Transformasi Digital di Kota Terkecil Indonesia

Kecilnya Kota Sibolga dengan populasi yang sedikit bukan merupakan halangan bagi masyarakat untuk beradaptasi terhadap transformasi digitalisasi sistem pembayaran. Melalui sinergi antara Bank Indonesia Sibolga, Pemko Sibolga, komunitas dan masyarakat umum, transformasi digital Kota Sibolga terus berkembang yang mendukung perekonomian.

Kota Sibolga merupakan salah satu kota terkecil di Indonesia. Bagaimana tidak, pada tahun 2023 luas wilayah nya hanya 10.77 Km2 . Dibandingkan dengan Jakarta Pusat tempat saya bertumbuh, luas nya sebesar 47,56 Km2, 4 kali lebih besar dari Kota Sibolga. 

Jumlah penduduk Kota Sibolga pada tahun 2023 sebanyak 91.265 jiwa, hanya 0,6% dari jumlah penduduk provinsi Sumatera Utara. Dari jumlah tersebut, yang masuk umur angkatan kerja sebanyak 38.509 jiwa atau 42% dari total penduduk Kota Sibolga. Sedangkan sisa nya sebanyak 52.756 jiwa bukan merupakan angkatan kerja (masih sekolah atau sedang tidak bekerja). Adapun tingkat pengangguran Kota Sibolga sebesar 6,79%.

- ENTRI YANG DISEDIAKAN -
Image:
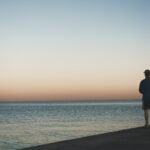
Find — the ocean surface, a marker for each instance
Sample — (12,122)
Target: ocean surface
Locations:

- TUGAS YANG DIKERJAKAN -
A. Sebutkan semua pihak yang bersinergi dalam transformasi digital Kota Sibolga menurut kutipan tentang Kota Sibolga.
B. Salin dari kutipan tentang Kota Sibolga bagian yang dimulai pada kata-kata "Kecilnya Kota Sibolga" dan berakhir setelah kata-kata "dari Kota Sibolga.".

- KUMPULAN JAWABAN -
A.
- Bank Indonesia Sibolga
- Pemko Sibolga
- komunitas
- masyarakat umum

B.
Kecilnya Kota Sibolga dengan populasi yang sedikit bukan merupakan halangan bagi masyarakat untuk beradaptasi terhadap transformasi digitalisasi sistem pembayaran. Melalui sinergi antara Bank Indonesia Sibolga, Pemko Sibolga, komunitas dan masyarakat umum, transformasi digital Kota Sibolga terus berkembang yang mendukung perekonomian.

Kota Sibolga merupakan salah satu kota terkecil di Indonesia. Bagaimana tidak, pada tahun 2023 luas wilayah nya hanya 10.77 Km2 . Dibandingkan dengan Jakarta Pusat tempat saya bertumbuh, luas nya sebesar 47,56 Km2, 4 kali lebih besar dari Kota Sibolga.